== Stated goal ==
Please reproduce every line of the records below word for word, leaving out the pictures.

== Source material ==
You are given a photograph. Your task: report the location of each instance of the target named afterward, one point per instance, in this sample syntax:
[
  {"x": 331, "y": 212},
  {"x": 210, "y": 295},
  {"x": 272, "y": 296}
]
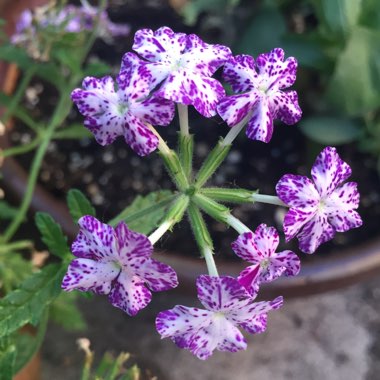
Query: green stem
[
  {"x": 202, "y": 237},
  {"x": 128, "y": 218},
  {"x": 21, "y": 244},
  {"x": 186, "y": 148},
  {"x": 25, "y": 80},
  {"x": 183, "y": 115},
  {"x": 174, "y": 216},
  {"x": 213, "y": 161},
  {"x": 228, "y": 195},
  {"x": 271, "y": 199},
  {"x": 59, "y": 115}
]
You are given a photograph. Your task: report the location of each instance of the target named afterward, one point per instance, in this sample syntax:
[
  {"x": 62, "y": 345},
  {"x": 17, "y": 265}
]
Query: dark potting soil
[{"x": 113, "y": 176}]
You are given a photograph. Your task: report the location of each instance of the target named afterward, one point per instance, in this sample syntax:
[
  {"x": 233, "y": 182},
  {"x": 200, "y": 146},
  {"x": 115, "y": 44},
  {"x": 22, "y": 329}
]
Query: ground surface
[{"x": 332, "y": 336}]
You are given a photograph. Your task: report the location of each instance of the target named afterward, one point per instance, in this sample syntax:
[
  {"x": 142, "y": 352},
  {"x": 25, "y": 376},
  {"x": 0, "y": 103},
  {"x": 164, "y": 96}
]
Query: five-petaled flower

== Completed task ==
You are given a photograph. Your task: report the location of each instance of the target named afterward, one point per instance, in this sample syntax:
[
  {"x": 331, "y": 212},
  {"x": 210, "y": 295},
  {"x": 272, "y": 296}
]
Query: green stem
[
  {"x": 202, "y": 237},
  {"x": 128, "y": 218},
  {"x": 21, "y": 244},
  {"x": 186, "y": 148},
  {"x": 25, "y": 80},
  {"x": 183, "y": 115},
  {"x": 174, "y": 216},
  {"x": 213, "y": 161},
  {"x": 228, "y": 195},
  {"x": 271, "y": 199},
  {"x": 59, "y": 115}
]
You are given a photograph. Your task: report the location of each instance of the target named afterward, one point per instance, in this sample syntax:
[
  {"x": 62, "y": 345},
  {"x": 17, "y": 265}
]
Query: dark potting soil
[{"x": 113, "y": 176}]
You are given a photograph. Your task: report the location of each instance of the target named afterward, one point per instance, in this sample syntax:
[
  {"x": 233, "y": 182},
  {"x": 200, "y": 146},
  {"x": 115, "y": 44},
  {"x": 22, "y": 329}
]
Query: ground surface
[{"x": 332, "y": 336}]
You are given a photograph. Your task: report the location of each instance of the target named afterward, one point per instance, in this sample syntax:
[
  {"x": 142, "y": 352},
  {"x": 25, "y": 376},
  {"x": 0, "y": 103},
  {"x": 164, "y": 96}
]
Query: five-petaled flower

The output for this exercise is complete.